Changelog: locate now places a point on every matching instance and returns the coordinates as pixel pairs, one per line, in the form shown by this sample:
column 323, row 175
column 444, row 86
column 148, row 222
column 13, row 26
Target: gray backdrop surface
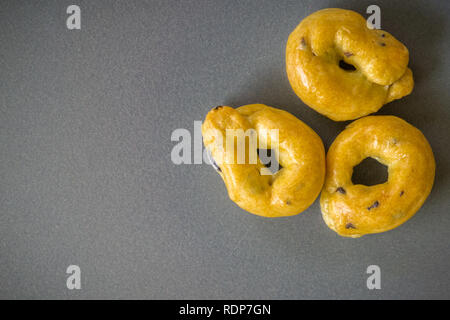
column 86, row 118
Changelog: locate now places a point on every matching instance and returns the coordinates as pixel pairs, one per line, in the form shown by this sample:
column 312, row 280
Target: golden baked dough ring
column 301, row 154
column 330, row 38
column 354, row 210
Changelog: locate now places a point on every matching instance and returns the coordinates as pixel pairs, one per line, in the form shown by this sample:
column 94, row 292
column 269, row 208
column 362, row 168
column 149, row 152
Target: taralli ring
column 344, row 70
column 355, row 210
column 299, row 150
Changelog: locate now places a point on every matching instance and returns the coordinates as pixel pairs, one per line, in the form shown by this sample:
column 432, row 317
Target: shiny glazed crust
column 355, row 210
column 301, row 154
column 323, row 39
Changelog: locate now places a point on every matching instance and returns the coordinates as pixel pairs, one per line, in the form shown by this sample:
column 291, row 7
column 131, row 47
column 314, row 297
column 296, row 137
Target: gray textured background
column 85, row 171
****
• **WHAT YOU NEED TO DO**:
Output the line that contains "column 296, row 137", followed by every later line in the listing, with no line omitted and none added.

• **ANSWER SPACE**:
column 296, row 137
Target: gray textured background
column 85, row 171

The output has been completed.